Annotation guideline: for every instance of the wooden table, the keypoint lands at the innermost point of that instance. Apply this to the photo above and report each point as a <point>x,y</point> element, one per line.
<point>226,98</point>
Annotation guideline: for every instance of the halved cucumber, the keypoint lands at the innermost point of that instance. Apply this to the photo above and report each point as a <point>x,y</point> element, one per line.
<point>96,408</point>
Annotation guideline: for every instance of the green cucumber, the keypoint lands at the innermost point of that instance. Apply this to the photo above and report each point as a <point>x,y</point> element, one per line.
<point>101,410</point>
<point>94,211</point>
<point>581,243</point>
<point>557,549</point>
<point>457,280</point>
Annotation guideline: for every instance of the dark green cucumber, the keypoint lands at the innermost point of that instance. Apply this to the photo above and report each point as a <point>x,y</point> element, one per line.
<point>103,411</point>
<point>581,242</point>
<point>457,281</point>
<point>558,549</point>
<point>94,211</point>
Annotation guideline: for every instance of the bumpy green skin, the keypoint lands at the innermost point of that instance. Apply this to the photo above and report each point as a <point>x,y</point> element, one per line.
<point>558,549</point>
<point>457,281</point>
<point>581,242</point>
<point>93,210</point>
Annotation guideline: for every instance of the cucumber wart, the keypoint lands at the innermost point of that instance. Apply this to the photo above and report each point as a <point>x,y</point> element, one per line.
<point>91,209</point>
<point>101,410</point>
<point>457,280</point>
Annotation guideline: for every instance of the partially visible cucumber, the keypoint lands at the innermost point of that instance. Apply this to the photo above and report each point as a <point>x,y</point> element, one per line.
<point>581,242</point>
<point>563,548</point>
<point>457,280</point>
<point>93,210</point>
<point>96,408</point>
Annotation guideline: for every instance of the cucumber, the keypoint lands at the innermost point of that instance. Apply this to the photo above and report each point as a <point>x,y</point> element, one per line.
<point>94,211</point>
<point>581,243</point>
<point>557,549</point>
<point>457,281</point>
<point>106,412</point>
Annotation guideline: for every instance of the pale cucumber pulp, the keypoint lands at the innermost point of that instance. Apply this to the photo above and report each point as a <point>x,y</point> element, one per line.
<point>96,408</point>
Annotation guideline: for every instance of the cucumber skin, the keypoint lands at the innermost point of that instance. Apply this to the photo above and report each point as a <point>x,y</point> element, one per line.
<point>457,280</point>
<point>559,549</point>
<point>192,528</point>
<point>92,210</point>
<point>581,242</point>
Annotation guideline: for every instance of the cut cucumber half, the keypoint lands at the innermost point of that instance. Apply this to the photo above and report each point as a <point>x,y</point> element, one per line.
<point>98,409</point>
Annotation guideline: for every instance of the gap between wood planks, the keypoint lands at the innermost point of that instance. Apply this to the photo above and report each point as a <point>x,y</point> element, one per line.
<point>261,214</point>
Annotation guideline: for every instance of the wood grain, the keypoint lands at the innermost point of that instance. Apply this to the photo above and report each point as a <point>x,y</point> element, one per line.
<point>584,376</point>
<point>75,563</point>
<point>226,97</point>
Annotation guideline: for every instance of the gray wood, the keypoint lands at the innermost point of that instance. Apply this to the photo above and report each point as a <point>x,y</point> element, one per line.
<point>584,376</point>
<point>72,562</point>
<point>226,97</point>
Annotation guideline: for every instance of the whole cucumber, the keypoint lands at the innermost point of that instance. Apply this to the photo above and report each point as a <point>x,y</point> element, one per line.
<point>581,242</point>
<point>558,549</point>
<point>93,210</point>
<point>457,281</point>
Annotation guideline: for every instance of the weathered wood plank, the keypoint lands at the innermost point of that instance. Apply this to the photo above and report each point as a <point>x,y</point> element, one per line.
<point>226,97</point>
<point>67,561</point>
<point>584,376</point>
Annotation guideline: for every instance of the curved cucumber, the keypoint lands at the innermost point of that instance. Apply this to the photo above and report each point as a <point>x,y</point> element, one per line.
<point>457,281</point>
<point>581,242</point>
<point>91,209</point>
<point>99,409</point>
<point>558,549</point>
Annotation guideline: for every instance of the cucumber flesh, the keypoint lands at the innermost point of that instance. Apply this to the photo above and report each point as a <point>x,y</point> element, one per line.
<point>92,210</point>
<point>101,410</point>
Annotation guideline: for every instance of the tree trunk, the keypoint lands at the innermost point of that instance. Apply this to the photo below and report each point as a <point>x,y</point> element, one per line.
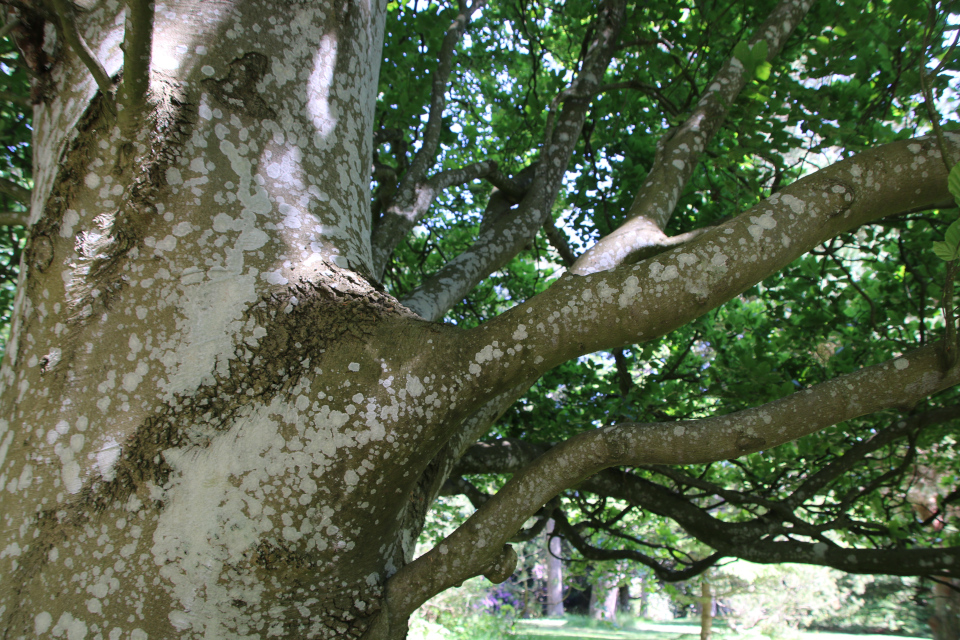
<point>603,598</point>
<point>554,573</point>
<point>191,402</point>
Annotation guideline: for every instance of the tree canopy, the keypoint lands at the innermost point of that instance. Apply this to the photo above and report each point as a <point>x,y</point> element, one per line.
<point>721,231</point>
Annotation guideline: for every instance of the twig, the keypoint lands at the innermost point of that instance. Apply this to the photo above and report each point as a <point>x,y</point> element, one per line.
<point>17,99</point>
<point>137,46</point>
<point>64,10</point>
<point>7,28</point>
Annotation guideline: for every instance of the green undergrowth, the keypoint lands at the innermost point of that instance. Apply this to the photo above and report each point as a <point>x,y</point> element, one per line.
<point>488,627</point>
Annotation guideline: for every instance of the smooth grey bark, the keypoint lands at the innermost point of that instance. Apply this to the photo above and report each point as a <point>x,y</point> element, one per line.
<point>554,572</point>
<point>212,424</point>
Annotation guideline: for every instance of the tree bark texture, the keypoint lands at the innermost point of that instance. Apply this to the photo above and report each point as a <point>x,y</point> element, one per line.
<point>214,424</point>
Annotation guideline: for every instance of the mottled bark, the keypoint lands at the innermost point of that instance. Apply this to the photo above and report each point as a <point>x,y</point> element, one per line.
<point>554,572</point>
<point>212,423</point>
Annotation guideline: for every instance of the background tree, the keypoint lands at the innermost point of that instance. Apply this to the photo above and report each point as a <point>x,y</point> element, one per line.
<point>228,401</point>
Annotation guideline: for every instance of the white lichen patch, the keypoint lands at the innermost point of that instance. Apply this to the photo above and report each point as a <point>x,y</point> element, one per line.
<point>630,292</point>
<point>762,223</point>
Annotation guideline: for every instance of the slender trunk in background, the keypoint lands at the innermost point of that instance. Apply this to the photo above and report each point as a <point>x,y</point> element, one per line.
<point>554,573</point>
<point>706,610</point>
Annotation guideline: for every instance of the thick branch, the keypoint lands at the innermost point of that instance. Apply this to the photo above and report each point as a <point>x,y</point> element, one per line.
<point>857,452</point>
<point>602,311</point>
<point>667,574</point>
<point>679,151</point>
<point>137,48</point>
<point>499,245</point>
<point>896,383</point>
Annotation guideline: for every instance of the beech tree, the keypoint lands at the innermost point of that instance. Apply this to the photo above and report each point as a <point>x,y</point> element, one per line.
<point>289,266</point>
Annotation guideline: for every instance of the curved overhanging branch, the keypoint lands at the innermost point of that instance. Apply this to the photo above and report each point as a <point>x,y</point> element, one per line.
<point>480,541</point>
<point>753,539</point>
<point>857,452</point>
<point>679,151</point>
<point>663,572</point>
<point>500,243</point>
<point>637,303</point>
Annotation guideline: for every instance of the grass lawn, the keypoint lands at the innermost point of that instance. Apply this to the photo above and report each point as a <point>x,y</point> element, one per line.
<point>679,630</point>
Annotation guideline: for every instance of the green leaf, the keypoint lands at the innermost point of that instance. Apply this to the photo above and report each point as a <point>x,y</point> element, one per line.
<point>759,52</point>
<point>945,251</point>
<point>952,237</point>
<point>953,183</point>
<point>762,71</point>
<point>742,53</point>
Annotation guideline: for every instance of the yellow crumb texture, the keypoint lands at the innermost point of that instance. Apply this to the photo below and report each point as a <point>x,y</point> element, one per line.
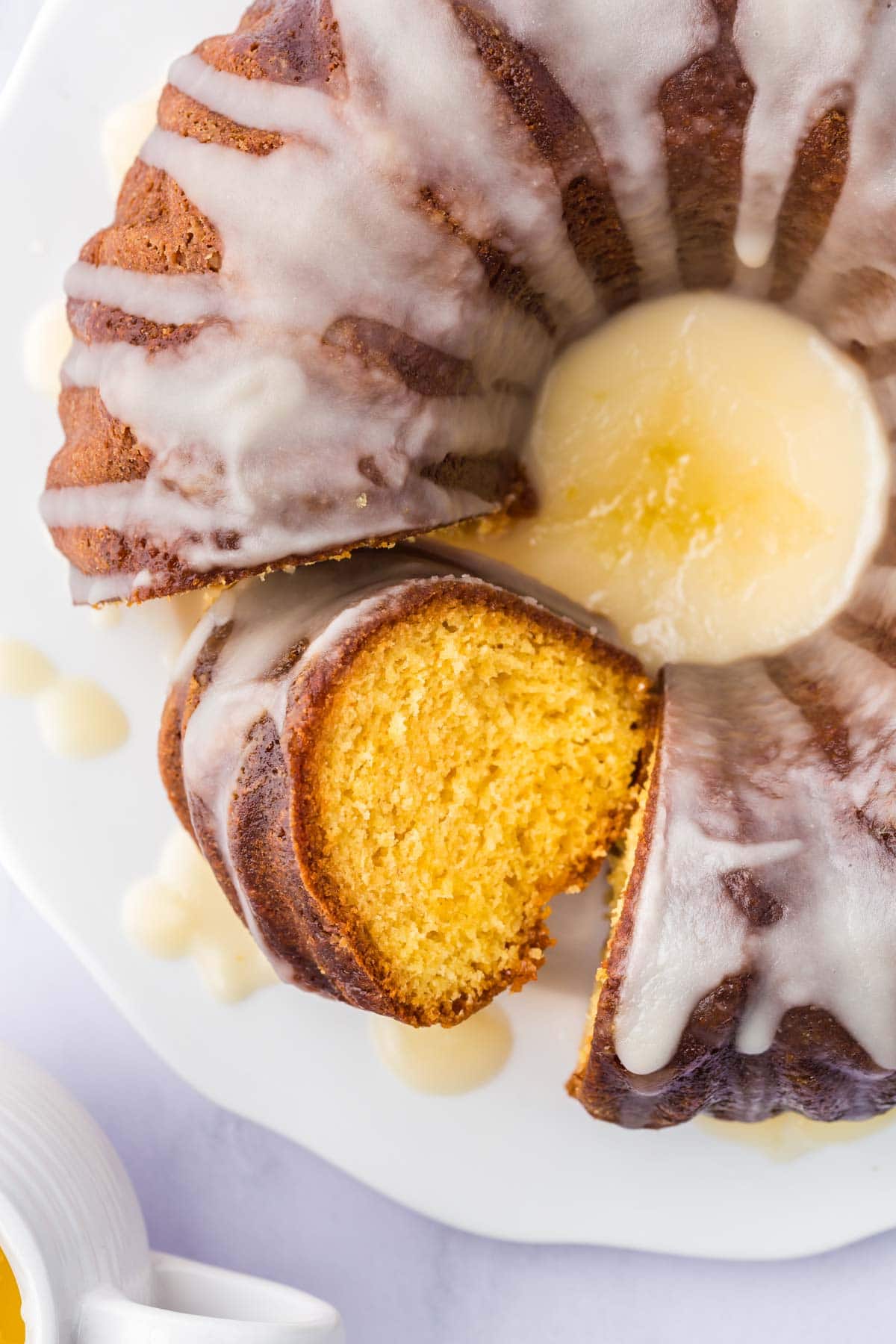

_ _ _ _ _ _ _

## Exercise instructions
Set the material above down again word for word. Include none of its pictures.

## Exercise result
Annotation guideline: for every instance of the wooden table, the keypoint lands at the innermost point of that instance. Apply this to the photo above and report each point as a <point>x,y</point> element, one per line.
<point>226,98</point>
Annotation guideline: for every instance of the halved cucumber, the keypoint lands at the innermost point of that instance. Apply this to the photo above and report each point as a <point>x,y</point> element, one per line.
<point>96,408</point>
Annotation guideline: for every instance of the green cucumber, the keypoint lands at the innermost point of that instance. Apply this to the photo above and report each point as a <point>x,y</point> element, one per line.
<point>101,410</point>
<point>94,211</point>
<point>581,243</point>
<point>557,549</point>
<point>457,280</point>
Annotation guideline: for every instance of the dark green cucumber, the keypoint lands at the innermost point of that instance. Apply this to the photo above and report each point as a <point>x,y</point> element, one per line.
<point>103,411</point>
<point>581,242</point>
<point>457,281</point>
<point>558,549</point>
<point>94,211</point>
Annotation guideline: for every instance of the bumpy green skin, the keypoint lands at the innermost point of that instance. Apply this to the photo above and report each point as a <point>x,y</point> element, one per line.
<point>558,549</point>
<point>457,281</point>
<point>581,242</point>
<point>93,210</point>
Annotation guideline: for every instance of the cucumber wart, the keypoint lands at the innermost point of that instance. Apply this to the photo above and report each point as a <point>x,y</point> element, one per line.
<point>91,209</point>
<point>101,410</point>
<point>457,280</point>
Annotation guideline: for every instance of the partially visible cucumber, the keypoint lands at the innermost point of that instance. Apply this to the photo above and report each point as a <point>x,y</point> element, one per line.
<point>581,242</point>
<point>563,548</point>
<point>457,280</point>
<point>93,210</point>
<point>96,408</point>
Annotation guideline: for every instance of the cucumber, the keypoint lands at the innermost point of that instance. Apply this to the photo above and report each point as a <point>x,y</point> element, one per line.
<point>94,211</point>
<point>581,243</point>
<point>557,549</point>
<point>457,281</point>
<point>106,412</point>
Annotation guideline: for every instance of the pale cucumber pulp, the keypoint lands at the innermost point of that instance. Apply this to the photo above and report each point as a <point>x,y</point> element, one per line.
<point>96,408</point>
Annotation guideline: for every instance of the cucumber skin, the keypoint lands at the innermost point of that instance. Apply this to the photo above and report each point as a <point>x,y</point> element, one per line.
<point>457,280</point>
<point>559,549</point>
<point>192,528</point>
<point>92,210</point>
<point>581,242</point>
Annotation guideline: for every instance of the cut cucumber half, the keypoint lands at the innermost point of that instance. Apply this to the photo above and report each point as a <point>x,y</point> element, one per line.
<point>98,409</point>
Annotation guideline: for every instance of the gap between wood planks, the keypoint lands at the innermost point of that instance. Apply this to the photo above and report each point as a <point>x,y</point> element, one per line.
<point>261,214</point>
Annotation guideline: for every instance of the wood grain, the keypoint lands at the innermost point of that instance. Apply this to the photo above and report each point as a <point>x,y</point> element, one per line.
<point>584,376</point>
<point>75,563</point>
<point>226,97</point>
Annotation guideline: for every instance of the gray wood, the keypoint lands at the innermost point of that instance. Apply this to the photo above and report each point as a <point>x,y</point> element, one per line.
<point>584,376</point>
<point>72,562</point>
<point>226,97</point>
Annotation guideline: for every instance of the whole cucumber, the keypoint lands at the innermost point of that instance. Apply this to the photo above and report each point as a <point>x,y</point> element, one per line.
<point>581,242</point>
<point>558,549</point>
<point>93,210</point>
<point>457,281</point>
Annotation guideline: for every instance of the weathered wood plank, the keypoint lands at the innermost point of that instance. Apply this to the photo above and report each point as a <point>x,y</point> element, one per line.
<point>226,97</point>
<point>67,561</point>
<point>584,376</point>
Annotation guideline: for every instance of the curved cucumber, the keypoint lands at the innermost point of that instance. Apply this to the photo above and report each point as a <point>x,y</point> element, one per line.
<point>457,281</point>
<point>581,242</point>
<point>91,209</point>
<point>99,409</point>
<point>558,549</point>
Annotation guideline: for every instance of the cucumber flesh, the keypoint lands at the innermost point of that instance. Apply this to the photo above and report each point as a <point>x,y</point> element, one per line.
<point>92,210</point>
<point>101,410</point>
Annotation guideline: for every instance of the tree trunk, the keypoint lands at the innermost point of that instance. Apply this to the photo below and report each point as a <point>x,y</point> element, one per line.
<point>603,598</point>
<point>554,573</point>
<point>191,402</point>
Annotation guideline: for every instance of the tree canopy, the keypoint lands at the innermost point of that instance. Apply this to the photo above and report each point as a <point>x,y</point> element, one per line.
<point>721,231</point>
Annotation guideline: for every instance of the twig, the keypoint lands at the innermost point of that instance. Apply this to the photo above and report each point as a <point>x,y</point> element, one per line.
<point>17,99</point>
<point>137,46</point>
<point>64,10</point>
<point>7,28</point>
Annotation guideline: for every instance of the green undergrowth, the keypoint lands at the innermost point of that instance. Apply this to the photo above and report each point as a <point>x,y</point> element, one per line.
<point>488,627</point>
Annotation guideline: for every instance of the smooth grey bark, the keypoint lands at the innermost point of that instance. Apply this to the photo above and report each point as a <point>x,y</point> element, one per line.
<point>554,572</point>
<point>212,424</point>
Annotation guideline: for every instance of the tree bark texture, the keypoint lands at the innermost point of that instance. Apply this to the photo above and report each point as a <point>x,y</point> element, one per line.
<point>214,424</point>
Annotation guideline: for every instance of the mottled bark, the keypoint lands at the innermost point of that instance. Apply this to the photo above and report each point as a <point>x,y</point> element, one per line.
<point>554,572</point>
<point>212,423</point>
Annotation guideline: for every instance of the background tree, the keypoint lands at the innermost point of that instance. Apply this to the photo above and report each point as a <point>x,y</point> element, one per line.
<point>228,401</point>
Annotation guideline: for every instance of the white lichen patch, the keypoint lands at the innermost point of that instance. Apply this to the photo above and report each point as a <point>x,y</point> element, one per line.
<point>630,292</point>
<point>762,223</point>
Annotation guideline: for every instance of the slender trunk in background, the keypoint lands at the innermost point of that instance. Apply this to the photo above and report each point as a <point>x,y</point> element, one per line.
<point>554,573</point>
<point>706,610</point>
Annotation guideline: for every instance of the thick branch, the keypoint lands at the innermost point of that instance. Apply this to the photo above and report each point as a <point>x,y</point> element, one per line.
<point>857,452</point>
<point>602,311</point>
<point>667,574</point>
<point>679,151</point>
<point>137,48</point>
<point>499,245</point>
<point>896,383</point>
Annotation guideline: for every instance of the beech tree, the keypoint lands at the innermost point of that instance. Apply this to the photo above and report each point as a <point>x,y</point> element, one per line.
<point>289,266</point>
Annotation guideline: for every instance of the curved overhanging branch, the keypoint lands at the innermost point of that instance. Apply this to the photo above and report each point as a <point>x,y</point> element, one per line.
<point>480,541</point>
<point>753,539</point>
<point>857,452</point>
<point>679,151</point>
<point>663,572</point>
<point>500,243</point>
<point>637,303</point>
Annotation guideline: for every instance of the grass lawn, the keypoint lands at the innermost point of that instance. Apply this to the photo above and report each point as a <point>x,y</point> element, one per line.
<point>679,630</point>
Annotation guideline: for every instance of the green leaf, the keypoint lands at the innermost point of that instance. Apply this to the photo above and report each point as a <point>x,y</point> element, one per line.
<point>759,52</point>
<point>945,251</point>
<point>952,237</point>
<point>953,183</point>
<point>762,71</point>
<point>742,53</point>
Annotation guideline: for every instance of the yellow crumb texture, the keypoint lands at the innermost point of that instance. Apply this to the photo below and report each point as a <point>x,y</point> element, one per line.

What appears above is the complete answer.